▶ [SUPPLIED DATA]
>> START
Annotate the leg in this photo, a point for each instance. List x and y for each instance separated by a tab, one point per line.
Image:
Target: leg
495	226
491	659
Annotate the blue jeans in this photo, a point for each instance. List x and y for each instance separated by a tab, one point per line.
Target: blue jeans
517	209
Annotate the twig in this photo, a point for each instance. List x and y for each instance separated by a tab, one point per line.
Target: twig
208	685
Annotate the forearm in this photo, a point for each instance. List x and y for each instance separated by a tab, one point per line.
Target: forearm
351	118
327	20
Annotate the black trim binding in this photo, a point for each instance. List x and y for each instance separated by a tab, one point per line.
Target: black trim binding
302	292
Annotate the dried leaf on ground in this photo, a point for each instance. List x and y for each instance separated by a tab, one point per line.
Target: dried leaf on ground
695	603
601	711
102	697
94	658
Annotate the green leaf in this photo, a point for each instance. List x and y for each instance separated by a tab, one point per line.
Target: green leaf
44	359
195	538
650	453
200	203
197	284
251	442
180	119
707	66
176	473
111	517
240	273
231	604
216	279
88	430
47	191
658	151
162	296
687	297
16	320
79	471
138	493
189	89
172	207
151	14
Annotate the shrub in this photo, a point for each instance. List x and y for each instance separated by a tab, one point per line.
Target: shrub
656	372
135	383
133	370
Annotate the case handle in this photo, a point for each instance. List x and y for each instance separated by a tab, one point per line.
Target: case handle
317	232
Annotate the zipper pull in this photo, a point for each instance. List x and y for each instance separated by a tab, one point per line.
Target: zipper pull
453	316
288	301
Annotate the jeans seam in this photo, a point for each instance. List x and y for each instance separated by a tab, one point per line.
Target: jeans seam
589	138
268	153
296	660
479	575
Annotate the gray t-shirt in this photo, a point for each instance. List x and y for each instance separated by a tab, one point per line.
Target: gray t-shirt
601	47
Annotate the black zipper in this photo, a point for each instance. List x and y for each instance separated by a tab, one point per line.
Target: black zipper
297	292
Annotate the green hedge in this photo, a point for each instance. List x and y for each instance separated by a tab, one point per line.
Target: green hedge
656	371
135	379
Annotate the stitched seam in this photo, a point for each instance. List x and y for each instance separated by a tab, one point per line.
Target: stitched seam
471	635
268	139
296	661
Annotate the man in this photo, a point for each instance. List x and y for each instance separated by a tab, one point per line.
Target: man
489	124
>> END
▶ [GIVEN EXERCISE] Restate each entry exactly, skipping none.

▶ [EXERCISE OUTPUT]
Annotate the leg in this photo, a point for each instance. List x and y for each instance separated by a tab, one point per line.
Image:
Target: leg
495	226
491	659
Annotate the blue jeans in this photo, a point for each instance. List x and y for each instance separated by a tab, one point per line.
Target: blue jeans
517	209
Annotate the twig in this photo, a point for each instance. List x and y for each instance separated by a tab, one point per line.
Target: twig
208	685
Annotate the forearm in this photo, a point for each instance. List x and y for each instance separated by a tab, one point per line.
Target: forearm
351	118
327	20
Annotate the black trim binding in this photo, a point for each instance. List x and y for each instance separated by a tab, one point per line.
Target: black trim binding
302	292
Annotate the dried leaf on ground in this photo, a point for each instance. List x and y for each instance separated by a tab, one point per line.
Target: dried leaf on ground
695	603
601	711
102	697
94	658
Annotate the green leaf in this photo, a point for each instance. List x and y for each instance separated by a tab, one point per line.
Target: green leaf
44	359
195	538
650	453
200	203
197	284
251	442
180	119
707	66
176	473
111	517
240	273
231	604
216	279
88	430
47	191
658	151
162	296
687	297
16	320
79	471
138	493
189	89
172	207
151	14
Annotate the shrub in this photo, a point for each instance. List x and y for each instance separated by a tab, one point per line.
Target: shrub
656	372
135	383
133	370
Annotate the case handle in this photo, a point for each instance. List x and y for each instance separated by a tab, one point per line.
Target: case handle
317	232
Annotate the zipper pull in this photo, a point for each instance. List x and y for each instance separated by a tab, one point per line.
Target: zipper pull
453	316
288	301
Annotate the jeans seam in this photo, a point for each instance. List x and y for each instance separated by a tab, one point per line.
Target: jeans seam
589	138
268	153
296	660
479	575
Annotate the gray t-shirt in this photo, a point for each instance. List x and y for each instance separated by a tab, one point per line.
Target: gray t-shirt
601	47
Annotate the black zipper in this photo, a point for each instance. List x and y for each instance separated by a tab, one point per line.
Target: black zipper
297	292
Annotate the green hedge in this photo, a point for each instance. List x and y for each instance separated by a tab, one point per line.
Target: green hedge
656	371
135	379
Annotate the stitched seam in this photo, a point for each instance. List x and y for each instance separated by a tab, one point per line.
Target: stitched seam
471	635
268	139
296	661
Annotate the man in this photo, a point for each instance. List x and y for each instance separated by a tab, one point per line.
Target: man
489	124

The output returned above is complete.